= Task requirements =
Pick out each line in the items below that contains the word "drawer" and copy those lines.

= Entries provided =
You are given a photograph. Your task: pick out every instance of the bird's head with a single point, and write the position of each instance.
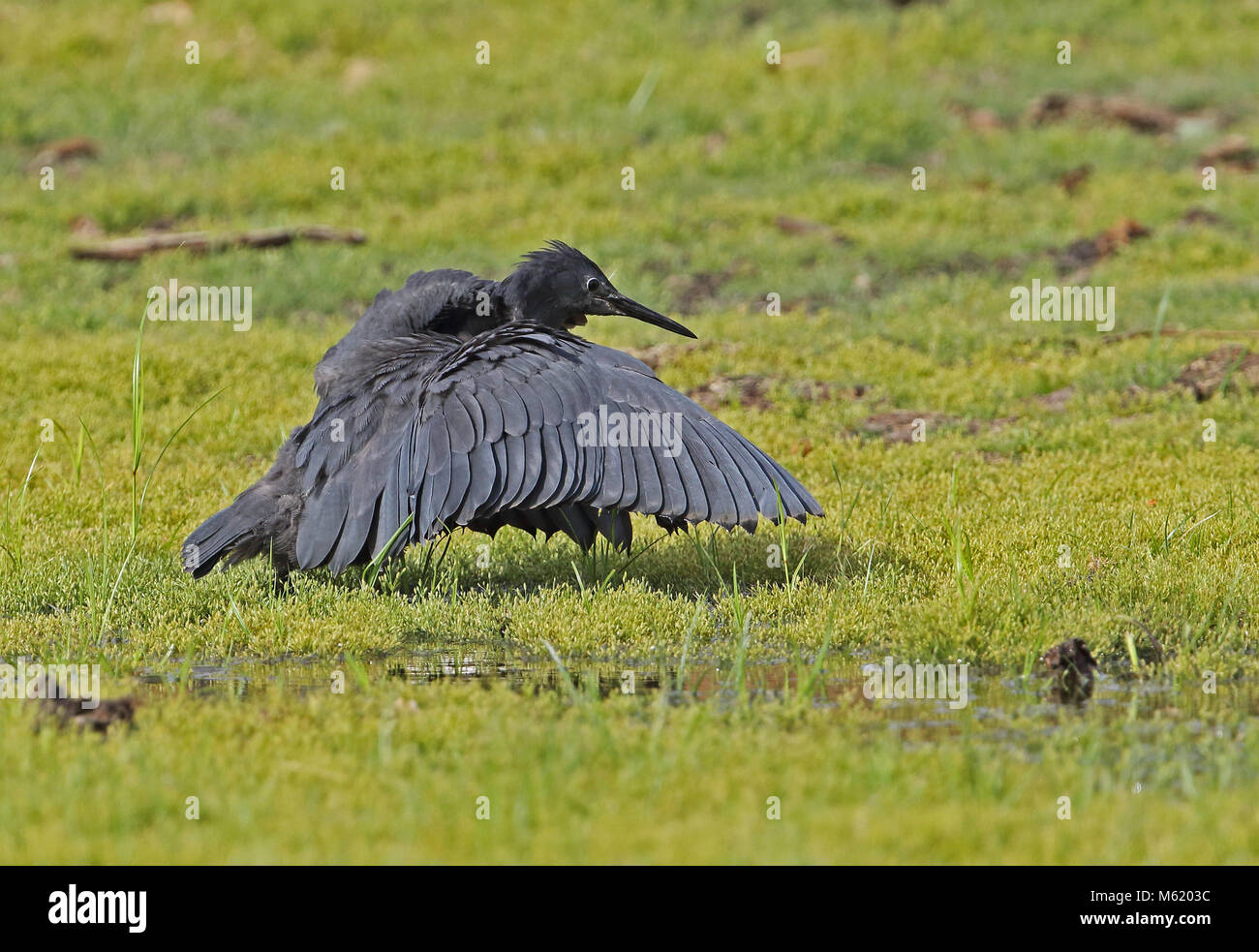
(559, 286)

* * *

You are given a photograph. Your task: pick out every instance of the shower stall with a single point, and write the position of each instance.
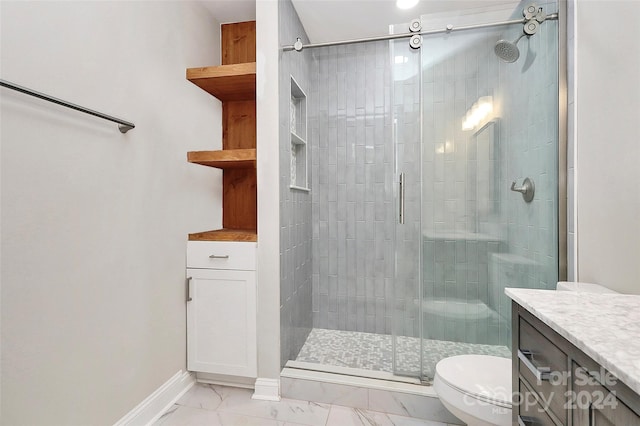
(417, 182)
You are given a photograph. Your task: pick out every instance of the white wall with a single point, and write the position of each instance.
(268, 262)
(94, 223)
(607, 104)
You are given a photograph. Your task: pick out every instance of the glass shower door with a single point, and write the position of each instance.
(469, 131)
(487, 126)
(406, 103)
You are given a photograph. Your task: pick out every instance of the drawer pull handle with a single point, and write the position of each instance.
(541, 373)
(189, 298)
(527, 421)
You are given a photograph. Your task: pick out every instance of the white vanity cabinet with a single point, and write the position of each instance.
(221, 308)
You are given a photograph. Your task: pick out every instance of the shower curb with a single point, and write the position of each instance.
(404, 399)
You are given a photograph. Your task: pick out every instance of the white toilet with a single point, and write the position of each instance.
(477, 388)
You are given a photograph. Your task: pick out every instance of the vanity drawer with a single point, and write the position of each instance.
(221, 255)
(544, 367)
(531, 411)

= Exercise response =
You are given a photograph. Your task: pick out every instance of the drawer pull handle with a single point, and write the position of each instance.
You are given a photograph. Your task: pick out every instance of the vanity drawer with a single point, and write the position of each instance.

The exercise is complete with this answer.